> **Task**
Scan the material below for the string "woman", and copy every line where it shows up.
##### Available data #####
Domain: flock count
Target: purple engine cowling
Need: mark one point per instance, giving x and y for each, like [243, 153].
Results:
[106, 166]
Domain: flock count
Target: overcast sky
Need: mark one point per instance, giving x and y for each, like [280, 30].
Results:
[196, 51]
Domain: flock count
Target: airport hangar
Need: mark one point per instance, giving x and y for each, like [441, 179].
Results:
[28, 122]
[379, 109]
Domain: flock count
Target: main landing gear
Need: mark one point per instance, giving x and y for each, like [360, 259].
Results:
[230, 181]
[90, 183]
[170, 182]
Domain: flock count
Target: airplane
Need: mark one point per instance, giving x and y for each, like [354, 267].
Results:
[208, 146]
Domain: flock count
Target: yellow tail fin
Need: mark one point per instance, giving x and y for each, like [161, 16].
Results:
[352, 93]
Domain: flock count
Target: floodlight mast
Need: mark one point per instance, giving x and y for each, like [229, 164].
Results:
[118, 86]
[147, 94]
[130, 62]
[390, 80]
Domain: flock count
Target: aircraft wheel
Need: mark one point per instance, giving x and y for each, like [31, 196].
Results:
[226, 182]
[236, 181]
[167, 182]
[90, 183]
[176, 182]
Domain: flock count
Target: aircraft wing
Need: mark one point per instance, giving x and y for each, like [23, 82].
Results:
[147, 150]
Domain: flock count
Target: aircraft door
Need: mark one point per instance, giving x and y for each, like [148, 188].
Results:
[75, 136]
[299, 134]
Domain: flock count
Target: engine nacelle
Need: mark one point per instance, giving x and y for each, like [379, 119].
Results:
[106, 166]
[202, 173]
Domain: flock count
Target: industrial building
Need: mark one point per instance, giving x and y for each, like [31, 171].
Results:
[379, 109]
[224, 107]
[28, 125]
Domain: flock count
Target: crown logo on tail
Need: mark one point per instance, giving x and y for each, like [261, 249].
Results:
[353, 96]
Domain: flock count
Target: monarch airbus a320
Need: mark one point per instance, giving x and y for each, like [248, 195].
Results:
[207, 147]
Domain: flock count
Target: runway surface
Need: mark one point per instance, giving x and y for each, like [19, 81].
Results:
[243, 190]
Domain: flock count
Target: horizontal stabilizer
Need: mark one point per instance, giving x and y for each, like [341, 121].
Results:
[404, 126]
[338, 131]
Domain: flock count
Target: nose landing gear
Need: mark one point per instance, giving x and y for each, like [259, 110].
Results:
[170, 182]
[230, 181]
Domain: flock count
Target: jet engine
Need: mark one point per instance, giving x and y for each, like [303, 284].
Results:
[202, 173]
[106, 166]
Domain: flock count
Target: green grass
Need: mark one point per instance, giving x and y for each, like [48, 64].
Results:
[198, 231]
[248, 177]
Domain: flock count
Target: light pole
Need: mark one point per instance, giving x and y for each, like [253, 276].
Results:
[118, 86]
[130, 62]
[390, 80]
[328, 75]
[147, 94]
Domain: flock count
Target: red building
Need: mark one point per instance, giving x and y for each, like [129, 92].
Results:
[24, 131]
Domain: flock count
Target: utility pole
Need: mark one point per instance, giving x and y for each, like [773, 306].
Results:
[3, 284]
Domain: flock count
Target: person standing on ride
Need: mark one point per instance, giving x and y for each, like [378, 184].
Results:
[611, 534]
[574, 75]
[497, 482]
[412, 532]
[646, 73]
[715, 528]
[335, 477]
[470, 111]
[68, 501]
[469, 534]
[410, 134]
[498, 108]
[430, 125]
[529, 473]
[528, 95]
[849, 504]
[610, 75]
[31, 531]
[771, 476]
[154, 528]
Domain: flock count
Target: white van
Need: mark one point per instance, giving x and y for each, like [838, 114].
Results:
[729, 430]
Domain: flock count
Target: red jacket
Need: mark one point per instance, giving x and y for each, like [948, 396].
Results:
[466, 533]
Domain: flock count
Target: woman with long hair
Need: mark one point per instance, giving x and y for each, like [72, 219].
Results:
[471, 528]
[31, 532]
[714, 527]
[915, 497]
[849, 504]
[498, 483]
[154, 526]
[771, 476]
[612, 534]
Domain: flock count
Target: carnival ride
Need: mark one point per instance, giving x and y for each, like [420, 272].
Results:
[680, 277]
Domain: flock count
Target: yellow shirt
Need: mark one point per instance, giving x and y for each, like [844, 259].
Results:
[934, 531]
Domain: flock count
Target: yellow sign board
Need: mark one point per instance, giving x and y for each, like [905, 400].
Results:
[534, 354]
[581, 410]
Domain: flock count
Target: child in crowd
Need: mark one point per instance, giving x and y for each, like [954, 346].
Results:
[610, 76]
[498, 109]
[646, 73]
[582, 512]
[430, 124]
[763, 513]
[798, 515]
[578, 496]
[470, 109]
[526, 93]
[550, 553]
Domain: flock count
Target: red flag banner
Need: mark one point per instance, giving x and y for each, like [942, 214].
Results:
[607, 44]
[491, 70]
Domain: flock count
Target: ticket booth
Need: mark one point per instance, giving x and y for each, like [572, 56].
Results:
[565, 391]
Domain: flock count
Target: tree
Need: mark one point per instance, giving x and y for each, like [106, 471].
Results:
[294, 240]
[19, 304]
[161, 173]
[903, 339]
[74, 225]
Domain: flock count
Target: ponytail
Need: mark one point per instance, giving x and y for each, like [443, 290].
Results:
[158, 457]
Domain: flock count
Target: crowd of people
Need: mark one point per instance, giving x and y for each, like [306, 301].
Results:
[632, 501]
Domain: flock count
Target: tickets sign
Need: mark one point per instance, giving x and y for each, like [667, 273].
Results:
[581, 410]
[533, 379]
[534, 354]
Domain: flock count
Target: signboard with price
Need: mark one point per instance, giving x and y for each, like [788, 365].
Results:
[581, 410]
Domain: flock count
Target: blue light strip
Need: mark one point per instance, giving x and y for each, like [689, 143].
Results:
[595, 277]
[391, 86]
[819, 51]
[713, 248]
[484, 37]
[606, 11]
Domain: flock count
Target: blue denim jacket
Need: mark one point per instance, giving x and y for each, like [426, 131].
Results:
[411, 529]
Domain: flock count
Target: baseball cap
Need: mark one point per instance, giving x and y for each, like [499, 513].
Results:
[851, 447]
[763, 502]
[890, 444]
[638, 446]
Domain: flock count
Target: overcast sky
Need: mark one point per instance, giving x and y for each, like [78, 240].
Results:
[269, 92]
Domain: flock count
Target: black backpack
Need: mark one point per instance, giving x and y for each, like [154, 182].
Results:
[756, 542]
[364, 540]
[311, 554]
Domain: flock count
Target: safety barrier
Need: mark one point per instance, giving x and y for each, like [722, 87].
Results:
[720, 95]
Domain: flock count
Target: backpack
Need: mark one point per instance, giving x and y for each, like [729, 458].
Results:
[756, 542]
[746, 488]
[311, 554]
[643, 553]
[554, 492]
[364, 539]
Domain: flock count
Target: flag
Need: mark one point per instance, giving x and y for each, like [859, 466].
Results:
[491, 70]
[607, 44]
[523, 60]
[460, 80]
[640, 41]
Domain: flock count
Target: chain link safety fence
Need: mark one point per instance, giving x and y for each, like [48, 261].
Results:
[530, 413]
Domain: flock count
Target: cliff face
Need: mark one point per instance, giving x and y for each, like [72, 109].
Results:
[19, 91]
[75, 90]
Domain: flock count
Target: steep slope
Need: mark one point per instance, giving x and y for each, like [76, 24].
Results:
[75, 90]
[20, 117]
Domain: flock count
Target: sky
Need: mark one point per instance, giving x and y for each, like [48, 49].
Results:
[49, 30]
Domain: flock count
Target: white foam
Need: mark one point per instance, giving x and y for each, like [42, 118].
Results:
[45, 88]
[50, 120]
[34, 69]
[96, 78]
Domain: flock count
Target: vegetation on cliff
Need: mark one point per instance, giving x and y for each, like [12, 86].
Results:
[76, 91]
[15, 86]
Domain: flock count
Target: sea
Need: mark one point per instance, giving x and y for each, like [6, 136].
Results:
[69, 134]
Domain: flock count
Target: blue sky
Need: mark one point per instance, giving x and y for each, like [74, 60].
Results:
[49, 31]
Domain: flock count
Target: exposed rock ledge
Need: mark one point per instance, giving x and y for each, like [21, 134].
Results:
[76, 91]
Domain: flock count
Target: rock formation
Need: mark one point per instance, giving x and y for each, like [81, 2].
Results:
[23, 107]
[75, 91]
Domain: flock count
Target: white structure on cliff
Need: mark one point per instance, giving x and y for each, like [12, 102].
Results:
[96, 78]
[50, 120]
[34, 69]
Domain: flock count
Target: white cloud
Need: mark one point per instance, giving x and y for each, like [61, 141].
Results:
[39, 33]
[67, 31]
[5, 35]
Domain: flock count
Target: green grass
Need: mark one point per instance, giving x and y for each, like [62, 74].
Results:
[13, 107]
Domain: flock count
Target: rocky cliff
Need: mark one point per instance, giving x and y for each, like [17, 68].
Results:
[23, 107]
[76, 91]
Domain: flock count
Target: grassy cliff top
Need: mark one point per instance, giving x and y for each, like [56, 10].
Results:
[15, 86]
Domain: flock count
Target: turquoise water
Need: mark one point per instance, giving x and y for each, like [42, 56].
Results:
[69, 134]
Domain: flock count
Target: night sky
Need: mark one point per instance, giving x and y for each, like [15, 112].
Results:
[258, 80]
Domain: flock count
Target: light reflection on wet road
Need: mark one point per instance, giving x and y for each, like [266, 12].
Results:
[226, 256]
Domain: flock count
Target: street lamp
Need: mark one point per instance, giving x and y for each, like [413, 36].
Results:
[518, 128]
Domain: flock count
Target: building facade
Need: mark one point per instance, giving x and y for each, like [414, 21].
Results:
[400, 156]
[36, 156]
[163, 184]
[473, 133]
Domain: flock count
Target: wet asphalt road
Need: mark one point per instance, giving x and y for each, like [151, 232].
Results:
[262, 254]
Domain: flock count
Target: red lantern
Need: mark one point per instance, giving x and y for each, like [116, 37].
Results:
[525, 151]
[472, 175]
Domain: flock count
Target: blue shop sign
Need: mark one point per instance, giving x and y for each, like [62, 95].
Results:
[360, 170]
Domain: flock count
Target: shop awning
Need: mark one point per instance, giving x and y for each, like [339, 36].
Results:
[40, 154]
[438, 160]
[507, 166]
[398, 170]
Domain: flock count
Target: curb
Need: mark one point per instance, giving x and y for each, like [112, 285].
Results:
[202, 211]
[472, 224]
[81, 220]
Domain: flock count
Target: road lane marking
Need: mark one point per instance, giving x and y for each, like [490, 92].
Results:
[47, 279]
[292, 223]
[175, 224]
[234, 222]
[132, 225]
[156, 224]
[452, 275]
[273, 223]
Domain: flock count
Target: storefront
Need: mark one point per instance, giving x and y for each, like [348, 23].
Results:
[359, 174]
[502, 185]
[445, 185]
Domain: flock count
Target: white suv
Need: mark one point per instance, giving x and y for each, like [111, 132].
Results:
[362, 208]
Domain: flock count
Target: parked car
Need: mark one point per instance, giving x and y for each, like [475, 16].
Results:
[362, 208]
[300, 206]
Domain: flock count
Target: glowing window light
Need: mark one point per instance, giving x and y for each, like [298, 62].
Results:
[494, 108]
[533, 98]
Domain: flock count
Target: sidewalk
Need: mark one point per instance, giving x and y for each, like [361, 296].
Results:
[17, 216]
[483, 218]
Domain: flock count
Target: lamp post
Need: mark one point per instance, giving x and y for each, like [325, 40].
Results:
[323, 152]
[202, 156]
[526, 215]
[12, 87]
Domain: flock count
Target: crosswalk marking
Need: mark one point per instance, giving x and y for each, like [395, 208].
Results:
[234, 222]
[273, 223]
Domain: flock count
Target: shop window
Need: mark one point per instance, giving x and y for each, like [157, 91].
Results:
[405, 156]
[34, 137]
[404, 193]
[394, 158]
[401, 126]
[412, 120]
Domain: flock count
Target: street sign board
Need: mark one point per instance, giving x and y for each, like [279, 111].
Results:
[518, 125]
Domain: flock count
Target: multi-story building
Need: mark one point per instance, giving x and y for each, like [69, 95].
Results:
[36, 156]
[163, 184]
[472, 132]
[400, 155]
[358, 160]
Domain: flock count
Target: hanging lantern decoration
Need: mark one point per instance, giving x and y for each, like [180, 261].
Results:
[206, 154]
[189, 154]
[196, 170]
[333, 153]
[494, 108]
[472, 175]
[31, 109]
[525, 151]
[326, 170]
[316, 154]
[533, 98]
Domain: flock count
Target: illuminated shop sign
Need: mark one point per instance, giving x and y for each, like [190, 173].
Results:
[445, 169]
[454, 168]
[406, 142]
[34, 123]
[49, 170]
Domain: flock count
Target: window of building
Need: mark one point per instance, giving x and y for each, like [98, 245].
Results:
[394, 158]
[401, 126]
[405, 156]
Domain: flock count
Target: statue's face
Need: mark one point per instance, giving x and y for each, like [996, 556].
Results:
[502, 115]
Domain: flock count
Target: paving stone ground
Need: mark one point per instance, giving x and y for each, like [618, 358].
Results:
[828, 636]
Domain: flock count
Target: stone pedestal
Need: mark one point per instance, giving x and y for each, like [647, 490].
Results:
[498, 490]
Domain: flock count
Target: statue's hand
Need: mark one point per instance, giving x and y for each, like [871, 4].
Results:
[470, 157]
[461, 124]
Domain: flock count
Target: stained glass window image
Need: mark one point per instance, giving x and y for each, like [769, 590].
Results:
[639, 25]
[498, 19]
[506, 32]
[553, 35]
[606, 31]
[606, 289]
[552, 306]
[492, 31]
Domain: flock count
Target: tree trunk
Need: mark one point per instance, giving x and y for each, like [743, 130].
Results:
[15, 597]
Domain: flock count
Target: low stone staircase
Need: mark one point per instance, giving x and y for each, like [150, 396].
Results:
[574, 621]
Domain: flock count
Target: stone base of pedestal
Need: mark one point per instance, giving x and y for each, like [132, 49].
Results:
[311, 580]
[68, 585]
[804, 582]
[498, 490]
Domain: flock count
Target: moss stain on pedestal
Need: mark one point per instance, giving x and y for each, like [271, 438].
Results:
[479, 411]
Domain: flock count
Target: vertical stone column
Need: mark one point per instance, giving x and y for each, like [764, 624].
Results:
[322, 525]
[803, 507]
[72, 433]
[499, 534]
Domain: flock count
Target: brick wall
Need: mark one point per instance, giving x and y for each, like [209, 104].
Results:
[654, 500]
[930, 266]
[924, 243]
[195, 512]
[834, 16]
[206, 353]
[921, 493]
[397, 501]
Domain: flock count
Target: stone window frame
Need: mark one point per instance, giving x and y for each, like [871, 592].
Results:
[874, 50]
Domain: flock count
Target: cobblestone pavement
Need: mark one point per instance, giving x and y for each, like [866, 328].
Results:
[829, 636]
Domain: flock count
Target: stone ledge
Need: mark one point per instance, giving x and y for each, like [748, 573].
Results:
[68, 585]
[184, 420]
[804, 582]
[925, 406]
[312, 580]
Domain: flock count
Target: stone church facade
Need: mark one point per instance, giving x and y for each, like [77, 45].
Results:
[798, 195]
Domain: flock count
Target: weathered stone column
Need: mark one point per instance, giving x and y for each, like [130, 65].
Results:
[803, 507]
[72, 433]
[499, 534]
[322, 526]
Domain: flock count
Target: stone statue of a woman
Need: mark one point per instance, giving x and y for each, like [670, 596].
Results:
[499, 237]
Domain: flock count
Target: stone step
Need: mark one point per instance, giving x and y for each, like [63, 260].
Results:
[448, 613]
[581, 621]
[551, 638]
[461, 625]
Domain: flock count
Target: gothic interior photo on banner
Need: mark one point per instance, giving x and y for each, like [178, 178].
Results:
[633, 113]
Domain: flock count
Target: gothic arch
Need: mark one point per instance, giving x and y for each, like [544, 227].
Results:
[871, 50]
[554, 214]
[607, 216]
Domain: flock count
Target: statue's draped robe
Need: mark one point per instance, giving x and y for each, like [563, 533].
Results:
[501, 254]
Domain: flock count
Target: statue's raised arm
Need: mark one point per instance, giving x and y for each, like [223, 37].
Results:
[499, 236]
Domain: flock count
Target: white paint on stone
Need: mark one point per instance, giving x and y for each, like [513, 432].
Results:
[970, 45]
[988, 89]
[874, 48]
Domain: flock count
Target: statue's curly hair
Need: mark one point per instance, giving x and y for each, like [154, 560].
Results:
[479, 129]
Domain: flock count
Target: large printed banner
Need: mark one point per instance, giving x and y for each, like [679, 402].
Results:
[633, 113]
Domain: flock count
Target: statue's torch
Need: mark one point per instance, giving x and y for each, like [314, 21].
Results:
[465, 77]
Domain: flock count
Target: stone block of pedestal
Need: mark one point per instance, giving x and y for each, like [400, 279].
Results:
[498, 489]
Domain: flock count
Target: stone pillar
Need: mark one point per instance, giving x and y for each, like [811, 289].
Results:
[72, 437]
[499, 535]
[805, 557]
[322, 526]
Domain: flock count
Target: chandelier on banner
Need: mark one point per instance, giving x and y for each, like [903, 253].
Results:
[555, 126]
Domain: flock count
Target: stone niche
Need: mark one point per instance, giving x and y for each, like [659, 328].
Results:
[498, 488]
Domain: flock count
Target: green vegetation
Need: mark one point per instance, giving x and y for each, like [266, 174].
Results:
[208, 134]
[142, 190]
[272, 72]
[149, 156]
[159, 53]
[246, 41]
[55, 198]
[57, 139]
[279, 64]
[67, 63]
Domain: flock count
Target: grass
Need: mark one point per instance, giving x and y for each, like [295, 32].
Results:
#####
> **Answer to this task**
Target: woman with long hair
Target: stone statue of a woman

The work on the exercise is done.